[Satu blok data]
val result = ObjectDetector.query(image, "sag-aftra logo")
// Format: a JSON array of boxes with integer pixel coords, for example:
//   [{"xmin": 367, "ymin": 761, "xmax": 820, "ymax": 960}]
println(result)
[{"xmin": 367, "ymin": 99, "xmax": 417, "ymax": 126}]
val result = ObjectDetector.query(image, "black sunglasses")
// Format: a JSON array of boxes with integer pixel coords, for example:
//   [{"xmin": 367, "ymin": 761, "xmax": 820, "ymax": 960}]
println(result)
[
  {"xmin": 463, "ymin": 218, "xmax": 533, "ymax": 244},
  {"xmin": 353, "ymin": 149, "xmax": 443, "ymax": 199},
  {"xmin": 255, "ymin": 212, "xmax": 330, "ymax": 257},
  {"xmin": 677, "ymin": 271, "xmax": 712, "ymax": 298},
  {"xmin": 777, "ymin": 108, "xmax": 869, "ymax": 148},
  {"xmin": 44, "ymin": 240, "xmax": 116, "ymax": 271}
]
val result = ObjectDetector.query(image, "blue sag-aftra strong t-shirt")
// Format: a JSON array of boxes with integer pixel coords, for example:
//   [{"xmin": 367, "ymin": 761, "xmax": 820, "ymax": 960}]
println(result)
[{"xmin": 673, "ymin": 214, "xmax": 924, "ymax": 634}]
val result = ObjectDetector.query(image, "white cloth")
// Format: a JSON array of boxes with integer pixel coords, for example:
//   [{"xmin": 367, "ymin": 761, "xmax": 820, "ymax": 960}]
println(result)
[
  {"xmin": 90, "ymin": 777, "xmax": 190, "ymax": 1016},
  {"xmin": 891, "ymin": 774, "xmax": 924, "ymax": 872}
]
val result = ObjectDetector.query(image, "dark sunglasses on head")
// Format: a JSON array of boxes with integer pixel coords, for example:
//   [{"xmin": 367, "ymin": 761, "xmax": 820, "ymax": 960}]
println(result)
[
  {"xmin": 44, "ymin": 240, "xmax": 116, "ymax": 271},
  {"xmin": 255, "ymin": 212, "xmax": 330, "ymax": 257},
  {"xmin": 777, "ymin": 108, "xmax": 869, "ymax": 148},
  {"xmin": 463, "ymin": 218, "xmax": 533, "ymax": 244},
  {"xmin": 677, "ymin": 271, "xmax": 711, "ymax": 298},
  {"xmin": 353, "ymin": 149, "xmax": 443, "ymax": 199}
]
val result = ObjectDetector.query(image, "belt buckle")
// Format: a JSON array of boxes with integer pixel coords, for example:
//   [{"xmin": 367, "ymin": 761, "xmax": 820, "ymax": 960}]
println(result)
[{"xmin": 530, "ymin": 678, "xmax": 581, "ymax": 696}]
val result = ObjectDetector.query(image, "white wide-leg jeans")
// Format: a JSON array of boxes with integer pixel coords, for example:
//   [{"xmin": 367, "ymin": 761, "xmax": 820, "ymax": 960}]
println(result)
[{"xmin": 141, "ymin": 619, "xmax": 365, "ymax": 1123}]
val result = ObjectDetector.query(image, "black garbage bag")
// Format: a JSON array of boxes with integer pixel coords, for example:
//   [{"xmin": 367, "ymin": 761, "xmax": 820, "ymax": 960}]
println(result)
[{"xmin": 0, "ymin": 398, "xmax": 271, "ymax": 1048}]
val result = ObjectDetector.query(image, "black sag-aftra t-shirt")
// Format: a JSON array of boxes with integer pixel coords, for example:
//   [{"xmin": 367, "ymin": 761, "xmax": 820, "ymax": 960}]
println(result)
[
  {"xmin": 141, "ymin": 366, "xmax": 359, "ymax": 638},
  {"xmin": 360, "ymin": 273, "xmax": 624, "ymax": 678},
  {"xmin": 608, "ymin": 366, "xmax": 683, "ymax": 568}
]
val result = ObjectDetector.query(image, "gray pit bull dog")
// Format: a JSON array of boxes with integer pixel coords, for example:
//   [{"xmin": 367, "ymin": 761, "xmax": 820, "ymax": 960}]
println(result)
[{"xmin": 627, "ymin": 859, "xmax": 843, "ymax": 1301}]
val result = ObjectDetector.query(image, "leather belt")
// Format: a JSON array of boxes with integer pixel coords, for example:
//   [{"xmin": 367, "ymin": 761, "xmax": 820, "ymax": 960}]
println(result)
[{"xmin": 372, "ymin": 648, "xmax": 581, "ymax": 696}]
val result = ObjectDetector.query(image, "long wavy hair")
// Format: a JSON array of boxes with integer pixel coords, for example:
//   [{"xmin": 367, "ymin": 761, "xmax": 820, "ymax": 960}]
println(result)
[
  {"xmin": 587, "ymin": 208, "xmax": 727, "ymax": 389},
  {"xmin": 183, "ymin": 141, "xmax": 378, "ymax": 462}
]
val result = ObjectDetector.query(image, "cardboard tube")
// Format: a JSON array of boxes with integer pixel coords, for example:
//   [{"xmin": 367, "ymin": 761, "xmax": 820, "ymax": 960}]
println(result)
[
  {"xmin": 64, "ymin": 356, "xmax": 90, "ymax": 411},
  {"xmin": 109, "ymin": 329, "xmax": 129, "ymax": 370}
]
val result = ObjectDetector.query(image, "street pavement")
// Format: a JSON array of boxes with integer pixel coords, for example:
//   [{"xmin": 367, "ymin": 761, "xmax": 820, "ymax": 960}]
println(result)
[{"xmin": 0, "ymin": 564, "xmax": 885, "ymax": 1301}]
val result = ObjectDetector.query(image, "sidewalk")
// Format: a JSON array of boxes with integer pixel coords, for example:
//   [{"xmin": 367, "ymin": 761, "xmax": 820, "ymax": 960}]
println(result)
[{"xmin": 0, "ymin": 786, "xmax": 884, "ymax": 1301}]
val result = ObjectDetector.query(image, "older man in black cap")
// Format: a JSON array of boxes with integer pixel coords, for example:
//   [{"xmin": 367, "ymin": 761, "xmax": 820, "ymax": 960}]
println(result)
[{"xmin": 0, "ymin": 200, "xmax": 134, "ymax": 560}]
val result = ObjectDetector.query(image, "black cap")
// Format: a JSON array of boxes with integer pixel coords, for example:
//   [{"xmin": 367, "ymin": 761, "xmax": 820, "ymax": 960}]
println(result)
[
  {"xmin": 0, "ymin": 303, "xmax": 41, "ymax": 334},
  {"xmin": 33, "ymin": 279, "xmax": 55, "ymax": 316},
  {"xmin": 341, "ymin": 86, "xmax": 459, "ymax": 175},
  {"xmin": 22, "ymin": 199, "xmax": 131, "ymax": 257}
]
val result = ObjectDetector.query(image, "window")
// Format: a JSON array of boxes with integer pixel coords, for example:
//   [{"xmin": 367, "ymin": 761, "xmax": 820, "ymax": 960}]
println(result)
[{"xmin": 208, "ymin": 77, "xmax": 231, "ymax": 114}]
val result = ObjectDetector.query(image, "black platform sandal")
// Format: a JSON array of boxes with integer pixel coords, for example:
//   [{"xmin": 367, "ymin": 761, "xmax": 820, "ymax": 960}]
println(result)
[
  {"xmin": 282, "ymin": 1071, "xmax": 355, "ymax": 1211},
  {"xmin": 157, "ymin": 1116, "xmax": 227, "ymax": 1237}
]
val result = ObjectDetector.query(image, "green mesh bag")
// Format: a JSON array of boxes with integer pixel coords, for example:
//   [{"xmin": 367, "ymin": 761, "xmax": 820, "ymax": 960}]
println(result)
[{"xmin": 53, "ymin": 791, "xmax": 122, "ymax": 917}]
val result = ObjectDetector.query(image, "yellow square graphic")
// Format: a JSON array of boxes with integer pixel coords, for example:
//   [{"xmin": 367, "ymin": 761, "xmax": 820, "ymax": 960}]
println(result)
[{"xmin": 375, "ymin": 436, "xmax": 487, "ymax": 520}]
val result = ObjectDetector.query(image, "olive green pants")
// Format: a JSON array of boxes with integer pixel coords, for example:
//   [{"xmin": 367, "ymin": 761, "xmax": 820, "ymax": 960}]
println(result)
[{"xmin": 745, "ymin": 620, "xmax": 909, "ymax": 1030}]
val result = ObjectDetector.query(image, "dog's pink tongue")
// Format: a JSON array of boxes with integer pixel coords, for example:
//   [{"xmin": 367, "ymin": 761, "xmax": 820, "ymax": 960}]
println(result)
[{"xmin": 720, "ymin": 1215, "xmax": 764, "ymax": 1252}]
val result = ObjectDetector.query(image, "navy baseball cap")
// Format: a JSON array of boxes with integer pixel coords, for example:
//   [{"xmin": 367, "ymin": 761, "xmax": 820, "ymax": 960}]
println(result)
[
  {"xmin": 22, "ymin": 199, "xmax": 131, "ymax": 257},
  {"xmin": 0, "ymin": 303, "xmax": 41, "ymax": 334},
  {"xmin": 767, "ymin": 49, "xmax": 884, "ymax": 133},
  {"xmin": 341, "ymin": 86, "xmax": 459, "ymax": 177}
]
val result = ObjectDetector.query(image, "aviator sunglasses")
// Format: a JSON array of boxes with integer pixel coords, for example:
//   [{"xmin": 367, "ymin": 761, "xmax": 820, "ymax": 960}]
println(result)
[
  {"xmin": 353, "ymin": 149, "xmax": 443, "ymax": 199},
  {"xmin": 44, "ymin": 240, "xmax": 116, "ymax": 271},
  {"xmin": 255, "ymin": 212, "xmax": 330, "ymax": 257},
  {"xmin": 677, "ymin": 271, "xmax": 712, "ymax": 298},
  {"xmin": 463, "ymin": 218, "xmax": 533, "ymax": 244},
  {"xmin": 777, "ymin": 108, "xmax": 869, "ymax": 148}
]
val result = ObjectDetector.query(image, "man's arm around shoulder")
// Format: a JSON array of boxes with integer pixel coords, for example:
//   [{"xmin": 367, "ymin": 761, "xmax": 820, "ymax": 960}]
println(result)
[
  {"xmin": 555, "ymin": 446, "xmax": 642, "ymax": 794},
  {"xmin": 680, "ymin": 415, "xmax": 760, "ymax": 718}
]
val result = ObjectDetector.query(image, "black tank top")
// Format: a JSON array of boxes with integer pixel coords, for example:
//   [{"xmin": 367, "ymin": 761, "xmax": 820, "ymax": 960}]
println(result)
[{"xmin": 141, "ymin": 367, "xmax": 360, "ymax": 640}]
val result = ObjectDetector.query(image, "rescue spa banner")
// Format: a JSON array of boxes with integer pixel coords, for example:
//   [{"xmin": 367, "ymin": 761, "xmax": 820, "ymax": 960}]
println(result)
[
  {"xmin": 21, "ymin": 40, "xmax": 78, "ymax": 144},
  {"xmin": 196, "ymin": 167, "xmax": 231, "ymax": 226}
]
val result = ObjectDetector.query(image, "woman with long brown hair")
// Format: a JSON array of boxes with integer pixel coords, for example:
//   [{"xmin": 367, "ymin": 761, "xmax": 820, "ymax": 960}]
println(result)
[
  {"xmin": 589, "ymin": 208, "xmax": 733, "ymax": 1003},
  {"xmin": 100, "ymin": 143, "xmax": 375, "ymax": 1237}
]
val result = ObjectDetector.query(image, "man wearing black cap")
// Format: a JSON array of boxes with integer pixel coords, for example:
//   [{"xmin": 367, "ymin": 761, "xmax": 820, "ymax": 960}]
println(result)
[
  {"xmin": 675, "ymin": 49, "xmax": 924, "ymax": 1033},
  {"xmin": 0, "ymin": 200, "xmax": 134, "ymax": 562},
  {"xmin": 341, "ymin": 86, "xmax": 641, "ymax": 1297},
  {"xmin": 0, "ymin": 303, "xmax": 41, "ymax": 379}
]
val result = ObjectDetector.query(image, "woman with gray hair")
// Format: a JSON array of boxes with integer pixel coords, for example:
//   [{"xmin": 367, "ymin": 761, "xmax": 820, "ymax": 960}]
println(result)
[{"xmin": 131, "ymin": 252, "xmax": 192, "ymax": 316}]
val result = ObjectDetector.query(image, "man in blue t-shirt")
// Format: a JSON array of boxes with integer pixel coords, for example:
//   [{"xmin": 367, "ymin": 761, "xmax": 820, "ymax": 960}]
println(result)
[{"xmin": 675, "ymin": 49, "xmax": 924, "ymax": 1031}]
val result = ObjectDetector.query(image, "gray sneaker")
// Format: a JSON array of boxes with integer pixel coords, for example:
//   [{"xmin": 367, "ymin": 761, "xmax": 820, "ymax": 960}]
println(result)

[TUGAS SINGKAT]
Hitung baris dalam entri di atas yang memuat kata "gray", lalu tuliskan jumlahnya saja.

[HASIL LATIHAN INI]
3